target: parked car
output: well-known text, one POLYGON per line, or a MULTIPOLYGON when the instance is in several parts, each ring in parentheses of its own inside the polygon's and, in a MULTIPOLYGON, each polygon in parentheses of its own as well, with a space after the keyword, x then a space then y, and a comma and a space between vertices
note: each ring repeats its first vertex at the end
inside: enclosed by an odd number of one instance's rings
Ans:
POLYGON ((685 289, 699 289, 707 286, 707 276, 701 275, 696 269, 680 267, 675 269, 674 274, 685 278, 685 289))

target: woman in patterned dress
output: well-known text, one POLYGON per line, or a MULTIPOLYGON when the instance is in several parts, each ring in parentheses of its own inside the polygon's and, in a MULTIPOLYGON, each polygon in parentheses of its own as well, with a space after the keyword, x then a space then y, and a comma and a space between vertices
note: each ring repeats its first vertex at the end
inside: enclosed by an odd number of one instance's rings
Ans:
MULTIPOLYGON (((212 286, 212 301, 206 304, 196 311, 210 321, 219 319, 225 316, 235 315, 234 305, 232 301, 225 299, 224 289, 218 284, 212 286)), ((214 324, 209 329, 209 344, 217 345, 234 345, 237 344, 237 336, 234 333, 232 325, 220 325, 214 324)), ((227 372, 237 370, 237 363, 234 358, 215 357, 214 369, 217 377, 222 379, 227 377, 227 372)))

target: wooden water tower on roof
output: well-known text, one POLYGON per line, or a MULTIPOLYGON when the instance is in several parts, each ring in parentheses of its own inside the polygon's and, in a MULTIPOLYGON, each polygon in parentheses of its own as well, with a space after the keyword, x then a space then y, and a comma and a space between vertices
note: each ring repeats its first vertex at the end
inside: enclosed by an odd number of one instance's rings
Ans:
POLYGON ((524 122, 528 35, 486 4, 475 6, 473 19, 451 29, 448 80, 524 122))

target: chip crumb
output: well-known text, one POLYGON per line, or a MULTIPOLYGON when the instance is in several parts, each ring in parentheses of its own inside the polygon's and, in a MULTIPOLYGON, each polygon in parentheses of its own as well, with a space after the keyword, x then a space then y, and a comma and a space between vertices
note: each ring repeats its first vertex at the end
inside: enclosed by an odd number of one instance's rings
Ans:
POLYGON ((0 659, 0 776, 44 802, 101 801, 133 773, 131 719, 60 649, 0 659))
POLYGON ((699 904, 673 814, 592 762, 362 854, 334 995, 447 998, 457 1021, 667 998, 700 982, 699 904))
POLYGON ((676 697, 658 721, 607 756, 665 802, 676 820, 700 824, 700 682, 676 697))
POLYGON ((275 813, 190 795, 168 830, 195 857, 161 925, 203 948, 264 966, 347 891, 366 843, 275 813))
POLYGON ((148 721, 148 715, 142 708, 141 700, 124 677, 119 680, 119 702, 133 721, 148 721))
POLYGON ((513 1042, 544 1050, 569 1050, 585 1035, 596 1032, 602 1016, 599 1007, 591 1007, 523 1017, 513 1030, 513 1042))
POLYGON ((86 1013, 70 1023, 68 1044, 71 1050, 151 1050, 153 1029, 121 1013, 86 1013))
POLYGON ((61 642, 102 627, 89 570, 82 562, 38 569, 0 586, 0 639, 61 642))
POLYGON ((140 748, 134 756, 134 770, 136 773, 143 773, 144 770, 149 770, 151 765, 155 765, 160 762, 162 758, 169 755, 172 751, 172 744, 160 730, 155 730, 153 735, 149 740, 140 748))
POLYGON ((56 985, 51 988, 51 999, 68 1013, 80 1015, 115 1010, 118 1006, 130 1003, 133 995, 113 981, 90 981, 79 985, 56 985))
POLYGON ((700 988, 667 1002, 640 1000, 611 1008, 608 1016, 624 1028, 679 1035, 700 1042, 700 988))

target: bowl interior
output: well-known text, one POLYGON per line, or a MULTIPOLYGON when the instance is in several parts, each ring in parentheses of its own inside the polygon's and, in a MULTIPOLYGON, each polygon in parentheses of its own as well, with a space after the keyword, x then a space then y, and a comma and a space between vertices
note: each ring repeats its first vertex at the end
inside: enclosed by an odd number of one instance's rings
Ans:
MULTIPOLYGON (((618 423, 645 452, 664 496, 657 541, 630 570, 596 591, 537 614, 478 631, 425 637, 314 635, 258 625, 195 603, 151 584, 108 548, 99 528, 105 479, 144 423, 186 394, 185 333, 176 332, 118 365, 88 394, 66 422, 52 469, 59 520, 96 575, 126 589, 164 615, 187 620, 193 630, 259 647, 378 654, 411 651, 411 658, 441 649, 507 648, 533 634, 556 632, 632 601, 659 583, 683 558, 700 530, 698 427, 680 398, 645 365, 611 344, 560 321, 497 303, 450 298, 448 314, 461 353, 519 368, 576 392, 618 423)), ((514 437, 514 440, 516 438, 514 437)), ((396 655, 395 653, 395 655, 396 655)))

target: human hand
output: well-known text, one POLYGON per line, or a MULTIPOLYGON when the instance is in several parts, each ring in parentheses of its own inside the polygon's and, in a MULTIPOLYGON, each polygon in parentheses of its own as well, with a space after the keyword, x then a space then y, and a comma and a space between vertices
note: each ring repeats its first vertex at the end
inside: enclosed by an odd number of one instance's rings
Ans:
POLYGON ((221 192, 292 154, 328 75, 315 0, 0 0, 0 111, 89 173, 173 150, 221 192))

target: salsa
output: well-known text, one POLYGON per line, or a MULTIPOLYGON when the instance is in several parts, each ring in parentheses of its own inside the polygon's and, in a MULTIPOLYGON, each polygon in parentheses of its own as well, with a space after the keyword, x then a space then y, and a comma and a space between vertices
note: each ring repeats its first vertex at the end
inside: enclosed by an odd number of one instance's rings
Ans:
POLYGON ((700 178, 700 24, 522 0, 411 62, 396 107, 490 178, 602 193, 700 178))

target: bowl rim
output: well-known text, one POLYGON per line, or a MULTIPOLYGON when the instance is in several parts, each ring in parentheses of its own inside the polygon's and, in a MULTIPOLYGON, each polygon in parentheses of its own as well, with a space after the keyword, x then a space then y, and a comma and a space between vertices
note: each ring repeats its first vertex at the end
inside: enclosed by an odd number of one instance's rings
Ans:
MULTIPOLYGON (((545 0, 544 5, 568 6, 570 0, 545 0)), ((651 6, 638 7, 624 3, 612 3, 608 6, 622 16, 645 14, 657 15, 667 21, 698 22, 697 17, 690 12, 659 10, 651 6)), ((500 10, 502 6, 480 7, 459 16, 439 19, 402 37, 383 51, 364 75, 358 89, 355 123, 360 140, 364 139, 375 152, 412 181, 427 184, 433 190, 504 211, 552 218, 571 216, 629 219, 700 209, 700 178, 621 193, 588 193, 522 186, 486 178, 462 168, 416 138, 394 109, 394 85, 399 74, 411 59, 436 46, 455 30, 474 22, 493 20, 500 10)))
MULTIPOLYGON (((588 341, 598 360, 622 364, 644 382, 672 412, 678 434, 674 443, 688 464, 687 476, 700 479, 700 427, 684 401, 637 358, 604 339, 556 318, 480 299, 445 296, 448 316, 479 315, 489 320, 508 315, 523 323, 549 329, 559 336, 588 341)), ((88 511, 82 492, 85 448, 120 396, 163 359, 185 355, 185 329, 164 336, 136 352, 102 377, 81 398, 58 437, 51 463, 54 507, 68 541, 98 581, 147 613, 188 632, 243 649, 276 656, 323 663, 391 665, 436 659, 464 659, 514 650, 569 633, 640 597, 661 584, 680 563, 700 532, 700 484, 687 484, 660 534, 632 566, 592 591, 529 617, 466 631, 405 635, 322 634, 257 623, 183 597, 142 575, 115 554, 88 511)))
# # #
Keep only the lines of the entries above that contain the word "bowl", and copy each of them out in full.

-- Task answer --
target: bowl interior
target: bowl rim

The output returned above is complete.